>> BEGIN Record set

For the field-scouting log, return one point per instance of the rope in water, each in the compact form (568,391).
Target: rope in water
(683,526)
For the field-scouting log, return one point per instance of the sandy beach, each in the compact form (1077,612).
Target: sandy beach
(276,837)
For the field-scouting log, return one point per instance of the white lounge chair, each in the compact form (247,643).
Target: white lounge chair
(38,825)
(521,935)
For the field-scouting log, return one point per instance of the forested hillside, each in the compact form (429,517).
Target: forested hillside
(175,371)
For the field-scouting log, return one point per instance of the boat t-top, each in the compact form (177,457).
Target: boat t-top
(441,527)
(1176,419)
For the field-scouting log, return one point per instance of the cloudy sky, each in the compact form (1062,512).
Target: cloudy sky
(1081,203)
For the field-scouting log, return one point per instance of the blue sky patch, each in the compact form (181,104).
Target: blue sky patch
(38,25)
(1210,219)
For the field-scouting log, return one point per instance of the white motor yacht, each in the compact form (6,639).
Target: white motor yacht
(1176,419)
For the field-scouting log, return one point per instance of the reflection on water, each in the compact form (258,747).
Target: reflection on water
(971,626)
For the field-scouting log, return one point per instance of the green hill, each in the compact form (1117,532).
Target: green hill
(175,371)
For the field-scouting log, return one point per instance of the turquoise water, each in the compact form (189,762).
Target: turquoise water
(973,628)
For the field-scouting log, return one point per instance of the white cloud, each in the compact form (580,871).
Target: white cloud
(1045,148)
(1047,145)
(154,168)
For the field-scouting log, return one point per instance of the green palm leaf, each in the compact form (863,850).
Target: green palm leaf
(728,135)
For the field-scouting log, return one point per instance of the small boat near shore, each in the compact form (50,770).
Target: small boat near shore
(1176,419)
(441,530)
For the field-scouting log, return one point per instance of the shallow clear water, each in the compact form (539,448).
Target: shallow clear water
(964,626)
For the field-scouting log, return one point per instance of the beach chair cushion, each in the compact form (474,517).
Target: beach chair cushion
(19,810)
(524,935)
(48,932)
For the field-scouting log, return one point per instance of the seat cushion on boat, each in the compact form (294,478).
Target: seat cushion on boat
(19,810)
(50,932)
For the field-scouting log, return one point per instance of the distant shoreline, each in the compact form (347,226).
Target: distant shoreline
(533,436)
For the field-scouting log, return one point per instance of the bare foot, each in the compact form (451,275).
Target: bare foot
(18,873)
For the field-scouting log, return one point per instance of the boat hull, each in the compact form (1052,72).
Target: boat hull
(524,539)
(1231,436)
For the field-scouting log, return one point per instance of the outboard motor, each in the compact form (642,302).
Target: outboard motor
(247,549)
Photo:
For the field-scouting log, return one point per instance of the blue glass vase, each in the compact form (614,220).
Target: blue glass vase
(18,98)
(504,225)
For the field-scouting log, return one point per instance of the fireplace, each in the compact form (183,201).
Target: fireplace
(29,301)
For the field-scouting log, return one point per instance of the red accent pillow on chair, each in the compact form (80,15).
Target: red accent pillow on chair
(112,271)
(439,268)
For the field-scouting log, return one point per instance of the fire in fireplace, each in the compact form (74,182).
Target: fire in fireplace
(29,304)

>> END Record set

- _Objective_: Reproduce every item above word for word, without changing anything.

- _Response_:
For the field-scouting log, return one point per instance of the rope in water, each in the compact form (568,391).
Target: rope in water
(683,526)
For the field-scouting log, return one point per instance of the sandy beach, each in the compact form (1077,612).
Target: sandy beach
(276,837)
For the field-scouting log, return one point per instance of the white lounge chair, each in the compact form (247,643).
Target: white lounge chair
(38,825)
(521,935)
For the field-scouting log, return one point per instance of the forested hillside, each in the compact form (429,517).
Target: forested hillside
(175,371)
For the field-scouting log, return one point per instance of the boat t-top, each in the compact form (177,457).
Target: boat t-top
(441,527)
(1176,419)
For the field-scouting log, return one point per instance of the cloudy sky, each in the compact form (1062,512).
Target: cloudy sky
(1081,203)
For the field-scouting log, return one point per instance of the blue sky patch, each in the compact form (181,104).
Target: blue sky patch
(38,25)
(1210,219)
For the field-scouting log, return one point per instance of the white motor yacht, each in the compact form (6,639).
Target: white motor yacht
(1176,419)
For the field-scouting log, return one point per instance of the reflection on water, each in the compact form (258,747).
Target: reflection on water
(971,626)
For the field-scouting log, return one point per instance of the green hill, each in the compact form (1117,532).
Target: green hill
(175,371)
For the field-scouting log, return one point per instance of the turquoise water, each in the compact form (189,762).
Target: turquoise water
(973,628)
For the field-scouting log, return one point per instance of the white cloud, each in the compact form (580,871).
Target: white cloud
(1045,148)
(1047,145)
(154,168)
For the field-scouting log, return one point per instance of the green palm leaf, each in the compact form (863,850).
Target: green palm leaf
(728,135)
For the field-scouting log, return one point per instance of the small boat near shore, each in the compact form (50,770).
Target: small boat near shore
(1176,419)
(441,530)
For the field-scouting log, return one point per instance of the shallow clear water, each in the compact form (539,448).
Target: shallow clear water
(964,626)
For the field-scouting log, return one point per instance of the beach chair cushion, each in the compact form (474,517).
Target: beach chair cushion
(19,810)
(524,935)
(48,932)
For the field-scouting log, return one point per instance of the seat cushion on boat, each in the compact form (294,478).
Target: seat cushion on boat
(19,810)
(50,932)
For the field-scouting log, return one point per instance of the distant shoreline, each in the compact form (347,226).
Target: distant shoreline
(533,436)
For the field-scouting log, return one point per instance of the bare foot, each in the compact form (451,275).
Target: bare foot
(18,873)
For the field-scouting log, return one point per instance of the boat hull, each in the compact form (1052,72).
Target: boat hull
(524,539)
(1231,436)
For the field-scouting log, return one point per instance of the outboard motor, each in the compact form (642,302).
Target: outboard motor
(247,549)
Photo:
For the field-scouting log, return one point per instance of the blue glass vase, each in the compact form (614,220).
Target: blue glass vase
(18,98)
(504,225)
For the field-scouting log, return one point per instance of the fireplace, each in the compact form (183,201).
Target: fireplace
(29,301)
For the field-scouting log, return one point per instance of the red accent pillow on chair, each in the compact form (80,15).
Target: red accent pillow on chair
(112,271)
(439,268)
For the field-scouting log, return one point per instance of the fire in fireplace, each in the compact form (74,182).
Target: fire in fireplace
(29,304)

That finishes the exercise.